>> start Material shown

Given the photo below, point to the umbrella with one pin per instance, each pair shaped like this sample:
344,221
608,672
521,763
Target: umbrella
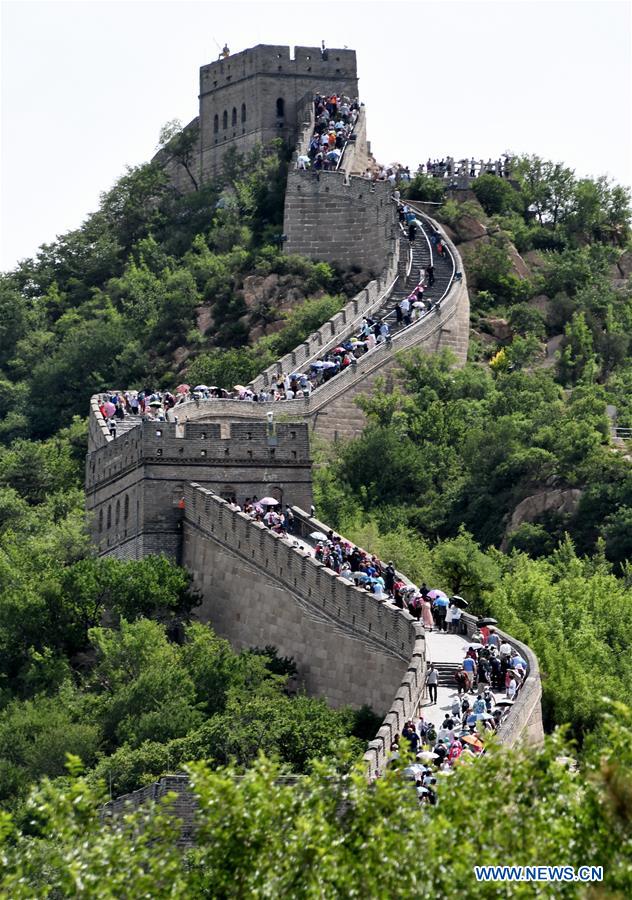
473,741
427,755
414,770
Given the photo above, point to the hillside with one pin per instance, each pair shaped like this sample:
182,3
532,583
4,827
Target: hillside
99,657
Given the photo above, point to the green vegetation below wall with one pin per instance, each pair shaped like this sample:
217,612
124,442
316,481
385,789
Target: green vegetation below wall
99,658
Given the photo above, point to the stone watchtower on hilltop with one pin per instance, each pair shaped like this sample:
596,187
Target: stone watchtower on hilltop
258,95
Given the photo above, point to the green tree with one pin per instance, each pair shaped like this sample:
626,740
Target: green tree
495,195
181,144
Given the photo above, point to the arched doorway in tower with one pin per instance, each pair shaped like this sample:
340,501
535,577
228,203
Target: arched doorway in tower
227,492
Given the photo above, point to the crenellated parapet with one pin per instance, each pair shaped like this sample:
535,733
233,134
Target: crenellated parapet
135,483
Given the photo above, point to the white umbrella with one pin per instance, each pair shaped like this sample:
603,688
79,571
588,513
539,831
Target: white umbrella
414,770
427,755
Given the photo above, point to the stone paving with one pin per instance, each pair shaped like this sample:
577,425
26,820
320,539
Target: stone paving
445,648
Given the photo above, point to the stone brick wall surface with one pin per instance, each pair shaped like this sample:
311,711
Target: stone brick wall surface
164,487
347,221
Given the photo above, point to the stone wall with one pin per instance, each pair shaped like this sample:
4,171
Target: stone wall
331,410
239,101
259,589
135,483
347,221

>> end Material shown
>> start Material shown

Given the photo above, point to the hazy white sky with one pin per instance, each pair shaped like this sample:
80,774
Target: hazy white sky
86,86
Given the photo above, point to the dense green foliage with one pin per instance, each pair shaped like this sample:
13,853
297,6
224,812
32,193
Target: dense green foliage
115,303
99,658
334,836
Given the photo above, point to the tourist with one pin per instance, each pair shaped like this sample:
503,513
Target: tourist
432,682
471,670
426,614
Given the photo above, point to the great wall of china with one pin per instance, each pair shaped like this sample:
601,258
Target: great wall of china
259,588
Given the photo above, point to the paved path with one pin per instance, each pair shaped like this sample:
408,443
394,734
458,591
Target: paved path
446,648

>> end Material shown
>> start Material shown

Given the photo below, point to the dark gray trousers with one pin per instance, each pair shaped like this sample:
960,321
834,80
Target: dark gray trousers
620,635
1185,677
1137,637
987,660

>> end Material shown

Set exercise: Locate each line in the data above that contains the word "great" and copy those lines. Case counts.

Solution:
Given the photo above, point to the great wall of china with one pin per instance, each pair shaped like this sample:
Target: great wall of china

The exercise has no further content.